[START INPUT]
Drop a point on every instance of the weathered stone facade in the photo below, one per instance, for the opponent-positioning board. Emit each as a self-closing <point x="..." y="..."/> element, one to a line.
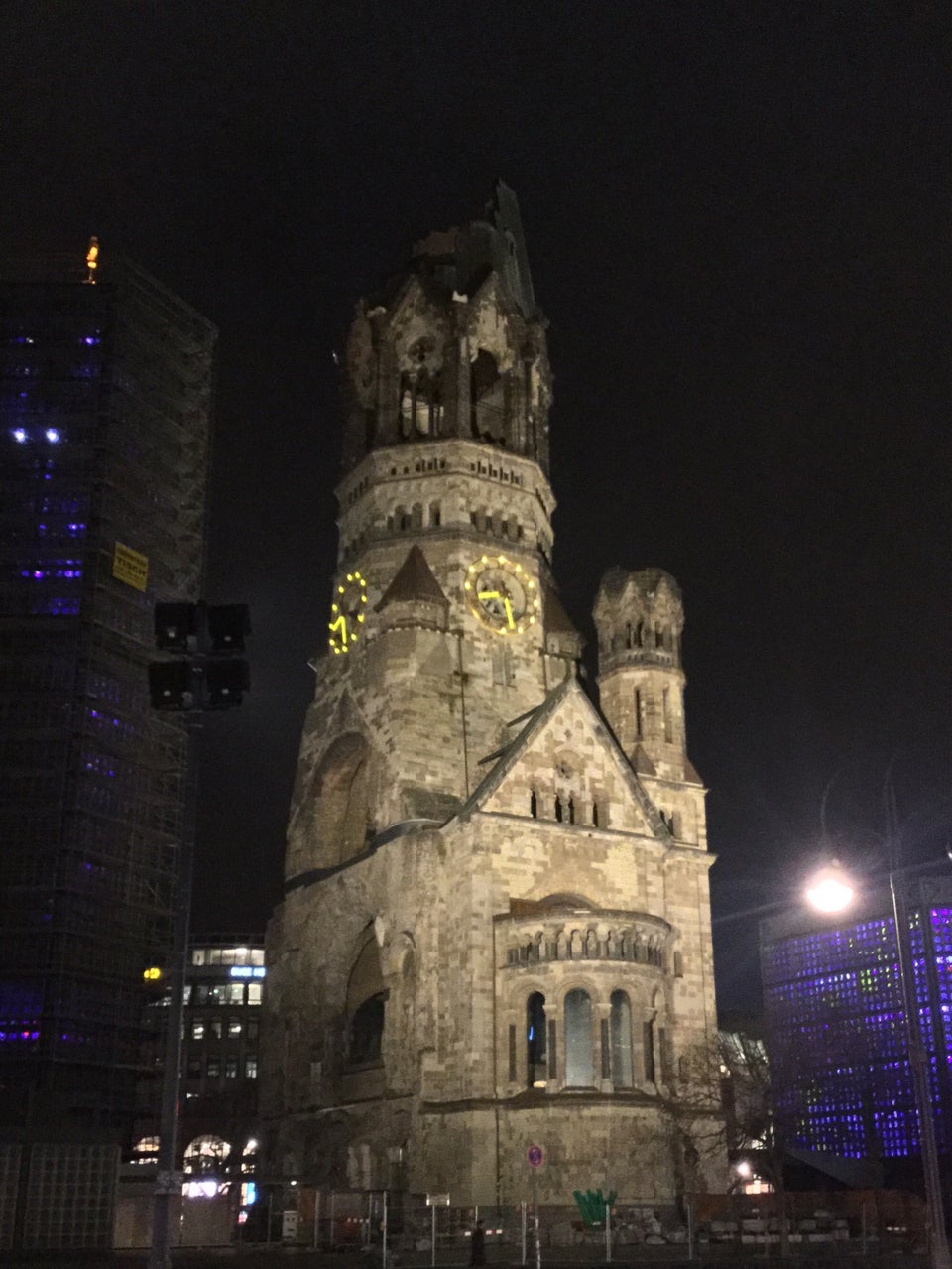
<point x="496" y="926"/>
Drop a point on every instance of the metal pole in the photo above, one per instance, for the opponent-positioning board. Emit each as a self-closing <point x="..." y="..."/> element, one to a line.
<point x="918" y="1064"/>
<point x="536" y="1218"/>
<point x="159" y="1254"/>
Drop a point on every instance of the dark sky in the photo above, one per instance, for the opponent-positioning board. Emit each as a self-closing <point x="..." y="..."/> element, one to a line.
<point x="738" y="222"/>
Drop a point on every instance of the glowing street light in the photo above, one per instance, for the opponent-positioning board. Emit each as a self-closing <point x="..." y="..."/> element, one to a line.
<point x="830" y="890"/>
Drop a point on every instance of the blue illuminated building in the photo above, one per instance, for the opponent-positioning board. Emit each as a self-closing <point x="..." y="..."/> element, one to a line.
<point x="836" y="1024"/>
<point x="105" y="405"/>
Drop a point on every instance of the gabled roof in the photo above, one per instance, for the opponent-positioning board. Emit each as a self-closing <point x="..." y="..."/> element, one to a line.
<point x="509" y="758"/>
<point x="556" y="619"/>
<point x="414" y="581"/>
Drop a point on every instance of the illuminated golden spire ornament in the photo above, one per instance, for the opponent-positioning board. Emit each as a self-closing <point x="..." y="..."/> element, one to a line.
<point x="92" y="259"/>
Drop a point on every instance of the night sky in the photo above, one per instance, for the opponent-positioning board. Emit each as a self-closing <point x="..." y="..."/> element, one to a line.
<point x="738" y="223"/>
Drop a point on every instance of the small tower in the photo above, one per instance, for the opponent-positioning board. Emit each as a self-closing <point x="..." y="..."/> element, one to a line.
<point x="639" y="617"/>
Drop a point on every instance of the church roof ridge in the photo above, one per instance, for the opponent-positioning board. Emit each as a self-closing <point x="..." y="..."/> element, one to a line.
<point x="536" y="721"/>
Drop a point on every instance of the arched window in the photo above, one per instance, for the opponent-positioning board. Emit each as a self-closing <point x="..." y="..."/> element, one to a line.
<point x="367" y="1031"/>
<point x="365" y="1006"/>
<point x="487" y="397"/>
<point x="536" y="1041"/>
<point x="579" y="1072"/>
<point x="623" y="1072"/>
<point x="648" y="1046"/>
<point x="341" y="809"/>
<point x="406" y="406"/>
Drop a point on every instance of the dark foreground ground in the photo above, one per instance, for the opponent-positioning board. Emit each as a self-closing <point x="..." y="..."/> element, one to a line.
<point x="552" y="1258"/>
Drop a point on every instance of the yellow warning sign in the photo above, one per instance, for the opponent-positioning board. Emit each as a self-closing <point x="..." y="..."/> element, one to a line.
<point x="130" y="567"/>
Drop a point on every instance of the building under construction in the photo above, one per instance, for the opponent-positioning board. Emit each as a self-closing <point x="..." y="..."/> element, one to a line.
<point x="836" y="1022"/>
<point x="107" y="383"/>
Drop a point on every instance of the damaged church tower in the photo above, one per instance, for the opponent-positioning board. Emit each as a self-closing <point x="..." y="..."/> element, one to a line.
<point x="496" y="923"/>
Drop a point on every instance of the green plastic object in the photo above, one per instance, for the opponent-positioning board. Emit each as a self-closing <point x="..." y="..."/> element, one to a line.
<point x="592" y="1205"/>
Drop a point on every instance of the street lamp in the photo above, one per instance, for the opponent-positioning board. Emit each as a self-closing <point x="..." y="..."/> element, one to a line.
<point x="830" y="892"/>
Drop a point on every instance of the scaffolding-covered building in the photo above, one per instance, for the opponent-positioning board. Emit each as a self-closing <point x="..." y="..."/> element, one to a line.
<point x="105" y="414"/>
<point x="837" y="1029"/>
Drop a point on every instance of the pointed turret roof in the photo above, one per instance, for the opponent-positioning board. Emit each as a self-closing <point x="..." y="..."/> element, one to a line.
<point x="414" y="582"/>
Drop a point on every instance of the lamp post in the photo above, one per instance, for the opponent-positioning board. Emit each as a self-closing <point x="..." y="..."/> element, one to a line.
<point x="830" y="892"/>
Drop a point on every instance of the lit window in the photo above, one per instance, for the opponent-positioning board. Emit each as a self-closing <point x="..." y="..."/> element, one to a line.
<point x="620" y="1023"/>
<point x="579" y="1072"/>
<point x="536" y="1041"/>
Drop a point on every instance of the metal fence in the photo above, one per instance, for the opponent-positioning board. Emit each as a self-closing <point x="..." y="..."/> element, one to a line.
<point x="399" y="1231"/>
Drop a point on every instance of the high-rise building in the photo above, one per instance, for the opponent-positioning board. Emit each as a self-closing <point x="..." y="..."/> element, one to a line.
<point x="837" y="1031"/>
<point x="105" y="415"/>
<point x="496" y="926"/>
<point x="224" y="986"/>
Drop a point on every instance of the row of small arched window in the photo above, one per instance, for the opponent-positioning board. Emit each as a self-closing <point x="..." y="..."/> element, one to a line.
<point x="614" y="1054"/>
<point x="639" y="635"/>
<point x="563" y="810"/>
<point x="577" y="946"/>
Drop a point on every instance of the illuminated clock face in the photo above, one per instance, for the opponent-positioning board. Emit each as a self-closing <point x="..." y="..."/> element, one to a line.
<point x="347" y="612"/>
<point x="501" y="594"/>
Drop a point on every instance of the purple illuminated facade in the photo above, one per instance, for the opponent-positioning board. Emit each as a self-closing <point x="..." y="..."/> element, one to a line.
<point x="105" y="399"/>
<point x="837" y="1029"/>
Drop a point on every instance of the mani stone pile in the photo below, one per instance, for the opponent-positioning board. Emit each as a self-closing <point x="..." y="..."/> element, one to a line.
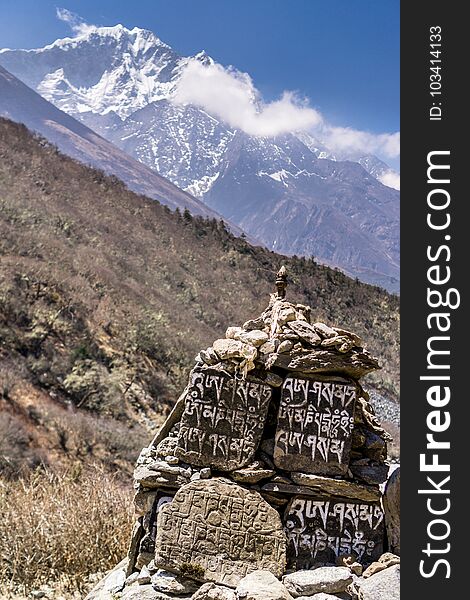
<point x="264" y="481"/>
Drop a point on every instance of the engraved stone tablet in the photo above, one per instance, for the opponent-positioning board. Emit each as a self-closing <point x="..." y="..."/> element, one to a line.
<point x="223" y="420"/>
<point x="215" y="530"/>
<point x="315" y="423"/>
<point x="320" y="530"/>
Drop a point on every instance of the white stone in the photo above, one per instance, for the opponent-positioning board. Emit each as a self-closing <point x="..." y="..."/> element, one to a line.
<point x="164" y="581"/>
<point x="384" y="585"/>
<point x="256" y="337"/>
<point x="285" y="346"/>
<point x="324" y="579"/>
<point x="115" y="581"/>
<point x="232" y="333"/>
<point x="262" y="585"/>
<point x="141" y="592"/>
<point x="144" y="576"/>
<point x="268" y="347"/>
<point x="211" y="591"/>
<point x="226" y="349"/>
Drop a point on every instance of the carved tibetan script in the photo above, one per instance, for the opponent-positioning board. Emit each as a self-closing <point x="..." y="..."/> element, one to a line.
<point x="315" y="423"/>
<point x="221" y="532"/>
<point x="319" y="531"/>
<point x="223" y="420"/>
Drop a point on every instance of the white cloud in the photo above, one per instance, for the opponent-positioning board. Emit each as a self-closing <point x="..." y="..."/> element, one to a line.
<point x="391" y="179"/>
<point x="232" y="97"/>
<point x="75" y="22"/>
<point x="346" y="140"/>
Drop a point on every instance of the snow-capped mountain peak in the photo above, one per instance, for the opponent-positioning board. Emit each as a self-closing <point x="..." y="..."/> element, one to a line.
<point x="290" y="192"/>
<point x="105" y="69"/>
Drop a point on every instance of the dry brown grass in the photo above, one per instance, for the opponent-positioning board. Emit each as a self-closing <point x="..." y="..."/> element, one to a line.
<point x="62" y="527"/>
[END INPUT]
- WHAT YOU NEED TO DO -
Repeat word for word every line from the one that holds "Drop a point on every instance of the snow-capped" to the end. Both ends count.

- FINAL RESULT -
Drop a point on every instance of the snow-capped mountain peak in the photo above, one per instance, for the opponent-positioning board. Emit each as a self-closing <point x="..." y="..."/> element, one to a line.
<point x="290" y="192"/>
<point x="105" y="69"/>
Drop a point on every instance of the dry brown grass in the photo above, one per instance, for the opponent-positioning board. Emit each as a self-closing <point x="..." y="..."/> element, one to a line.
<point x="62" y="527"/>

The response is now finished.